» **EXERCISE AIM**: Taking the line with "backpack, then give the position of each instance." as the first, copy every line through the end of the records below exactly. Do not include pictures.

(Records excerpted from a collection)
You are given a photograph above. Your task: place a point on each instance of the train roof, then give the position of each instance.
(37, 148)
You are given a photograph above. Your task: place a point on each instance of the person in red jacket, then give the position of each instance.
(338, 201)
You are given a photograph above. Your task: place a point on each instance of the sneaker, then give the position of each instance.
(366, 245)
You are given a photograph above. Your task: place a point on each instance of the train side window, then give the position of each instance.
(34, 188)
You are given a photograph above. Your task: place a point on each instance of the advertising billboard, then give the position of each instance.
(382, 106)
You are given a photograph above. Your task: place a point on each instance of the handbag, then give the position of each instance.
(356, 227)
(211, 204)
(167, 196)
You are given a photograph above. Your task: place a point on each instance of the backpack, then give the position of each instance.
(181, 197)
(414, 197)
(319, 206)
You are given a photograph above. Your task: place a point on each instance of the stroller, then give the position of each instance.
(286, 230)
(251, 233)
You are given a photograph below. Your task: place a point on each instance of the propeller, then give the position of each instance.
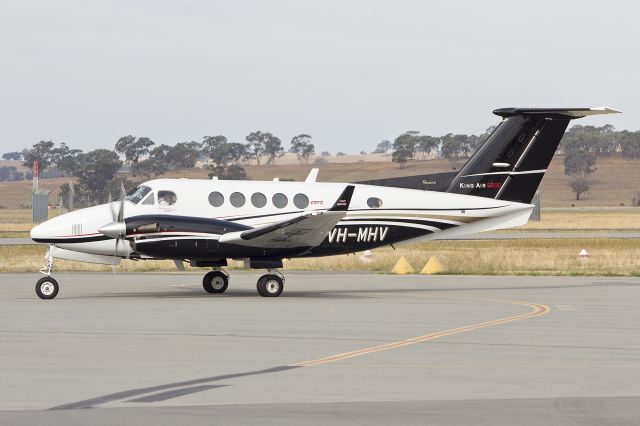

» **EXERCISE SOLUTION**:
You are given a photograph above. Your task: place a point on each instance of the backpack, then give the position of each instance.
(181, 197)
(414, 197)
(319, 206)
You are given a photograph above. Your task: place a point on each instance of the stroller, then give the position of each instance.
(286, 230)
(251, 233)
You are given a photograph below. Your task: place a point on each instance of the propeller, then give the position of each instance.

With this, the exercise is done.